---------- INPUT RECORDS
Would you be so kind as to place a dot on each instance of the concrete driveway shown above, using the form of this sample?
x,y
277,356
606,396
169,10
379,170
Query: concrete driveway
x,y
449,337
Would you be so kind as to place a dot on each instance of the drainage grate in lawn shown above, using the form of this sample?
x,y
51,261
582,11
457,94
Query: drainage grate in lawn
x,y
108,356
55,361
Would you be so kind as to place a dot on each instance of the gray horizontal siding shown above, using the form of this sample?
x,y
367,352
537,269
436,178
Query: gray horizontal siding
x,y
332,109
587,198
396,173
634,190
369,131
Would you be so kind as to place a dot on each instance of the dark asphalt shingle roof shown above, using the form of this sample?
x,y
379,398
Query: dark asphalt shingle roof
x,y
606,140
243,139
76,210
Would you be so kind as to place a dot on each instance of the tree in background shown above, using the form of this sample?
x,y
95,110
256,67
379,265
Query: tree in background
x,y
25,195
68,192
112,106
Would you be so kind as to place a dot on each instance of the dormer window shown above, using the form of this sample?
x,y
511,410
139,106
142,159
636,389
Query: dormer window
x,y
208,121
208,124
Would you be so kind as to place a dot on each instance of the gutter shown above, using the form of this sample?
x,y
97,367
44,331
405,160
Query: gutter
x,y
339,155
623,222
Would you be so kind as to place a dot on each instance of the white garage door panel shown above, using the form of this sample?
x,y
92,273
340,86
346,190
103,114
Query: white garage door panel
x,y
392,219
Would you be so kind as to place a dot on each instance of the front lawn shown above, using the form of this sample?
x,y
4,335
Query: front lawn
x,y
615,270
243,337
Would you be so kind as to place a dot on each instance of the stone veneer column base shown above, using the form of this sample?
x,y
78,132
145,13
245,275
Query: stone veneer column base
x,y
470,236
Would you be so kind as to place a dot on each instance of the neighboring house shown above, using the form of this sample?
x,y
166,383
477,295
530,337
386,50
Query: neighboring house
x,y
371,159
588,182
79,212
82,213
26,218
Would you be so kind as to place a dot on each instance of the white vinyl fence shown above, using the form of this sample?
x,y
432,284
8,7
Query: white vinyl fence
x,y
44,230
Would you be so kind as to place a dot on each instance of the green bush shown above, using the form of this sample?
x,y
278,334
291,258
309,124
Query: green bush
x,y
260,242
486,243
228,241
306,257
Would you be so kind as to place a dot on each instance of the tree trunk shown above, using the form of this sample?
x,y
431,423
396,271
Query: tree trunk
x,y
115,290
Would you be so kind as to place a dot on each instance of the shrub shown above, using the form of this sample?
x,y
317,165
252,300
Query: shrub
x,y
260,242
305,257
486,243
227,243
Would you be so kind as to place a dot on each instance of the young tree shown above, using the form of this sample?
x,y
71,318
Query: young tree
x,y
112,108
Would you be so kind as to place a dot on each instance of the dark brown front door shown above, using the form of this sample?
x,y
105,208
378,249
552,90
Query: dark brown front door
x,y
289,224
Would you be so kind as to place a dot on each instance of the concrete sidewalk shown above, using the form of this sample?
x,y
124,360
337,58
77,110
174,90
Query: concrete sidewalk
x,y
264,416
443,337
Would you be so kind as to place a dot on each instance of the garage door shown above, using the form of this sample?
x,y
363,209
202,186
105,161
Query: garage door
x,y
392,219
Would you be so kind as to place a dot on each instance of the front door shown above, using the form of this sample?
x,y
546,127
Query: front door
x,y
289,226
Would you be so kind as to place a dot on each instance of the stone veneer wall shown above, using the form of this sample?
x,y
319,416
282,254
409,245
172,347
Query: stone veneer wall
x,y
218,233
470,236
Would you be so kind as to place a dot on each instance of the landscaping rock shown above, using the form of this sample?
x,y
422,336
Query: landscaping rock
--------------------
> _EXERCISE INSTRUCTIONS_: Write out every entry again, exactly as it appears.

> _ANSWER TO THE PROBLEM_:
Would you be so kind as to place a dot on each instance of the concrete driveway shown above, using the form of this sample?
x,y
277,356
606,396
169,10
379,170
Query: concrete driveway
x,y
449,337
Would you be so kind as to place a dot on each instance of the drainage grate in lawn shown above, using the form of this sample?
x,y
51,261
582,11
457,94
Query: drainage grate in lawn
x,y
108,356
55,361
Would you be so kind as to place a dot on each instance of the gray horizontal siding shown above, using the form of this sample?
x,y
367,352
537,269
436,178
Query: gray horizontal siding
x,y
332,109
587,198
396,173
634,190
369,131
Would you be so kind as to place a dot on each instance of the dark asphalt shingle roof shown above, using the form of this sample?
x,y
379,398
Query: dark asphalt shingle roof
x,y
606,140
243,139
76,210
Would you be so kind as to place a dot on each instance of the tree in background shown above, using the form of this sample?
x,y
95,110
256,67
379,265
Query: tree in background
x,y
25,195
68,192
112,106
Would you be so kind as to place a dot on each instance of the dormer window shown above, using the form of this sample?
x,y
511,410
139,106
142,159
636,389
Query: dormer window
x,y
208,121
208,124
Would you be so kind as to place a dot on each instance of the gutter shown above, using the form of this sample?
x,y
97,367
44,331
405,160
Query: gutter
x,y
339,155
623,222
Would you be so kind as to place a dot on each instance of the white garage door panel shown above, using the form of this sample?
x,y
92,273
340,86
346,190
103,114
Query: white garage door panel
x,y
392,219
Would you be so kind as to place a dot on each instance of the front lawn shown above, using the form of this sample?
x,y
4,335
Query: front lawn
x,y
615,270
243,337
Would you be so kind as to place a dot on each instance of the stone veneer column base shown above, using the form of this sample?
x,y
78,132
145,13
245,275
Query: stone veneer column base
x,y
470,236
Would you be so kind as to place a dot on each instance of the neighboring house shown above, using the form of this sample?
x,y
166,383
477,295
530,337
386,50
Query: neighboring house
x,y
371,159
588,182
79,212
82,213
26,218
Would you be so kind as to place a dot on each instance of the white vinyl fence shown above, using the form of this sample?
x,y
432,284
8,7
Query: white vinyl fence
x,y
44,230
Would you be so kind as to place a dot on each instance of the green bush shown above, using the form of this sample?
x,y
278,334
291,258
309,124
Query: green bush
x,y
260,242
486,243
228,241
306,257
Would you be so kind as to place a dot on each instance of the tree trunk shown above, using the form of this sample?
x,y
431,423
396,271
Query: tree trunk
x,y
115,290
Would you be so kind as to place a dot on each instance of the shrub shown above, using the form of this sample?
x,y
317,165
252,300
Query: shrub
x,y
260,242
305,257
486,243
227,243
Would you be so kind as to place a dot on each instance of the young tree shown above, using the form of this sample?
x,y
71,318
Query: young tree
x,y
112,108
Would you be so kind as to place a dot on each instance of the dark brown front door shown above, using the form of this sample?
x,y
105,208
378,249
552,90
Query: dark brown front door
x,y
289,224
Would you be so kind as to place a dot on each instance of the concrete sidewalk shown above, using the form of this sample?
x,y
124,360
337,58
77,110
174,90
Query: concrete sidewalk
x,y
264,416
443,337
Would you be so kind as to place a dot on each instance of the garage door shown above, using the form of this sample?
x,y
363,209
202,186
105,161
Query: garage door
x,y
392,219
Would you be so kind as to place a dot on each instance of the front door shown above, using the form of this sample?
x,y
546,127
Query: front door
x,y
289,226
Would you be so kind as to place a dot on each instance of the stone veneer wall shown above, using the form of this sample?
x,y
319,416
282,254
409,245
172,347
Query: stone veneer wall
x,y
218,233
470,236
Would you be so kind as to place a dot on each instance of the landscaping rock shown above, using the form of this sample?
x,y
422,336
Query: landscaping rock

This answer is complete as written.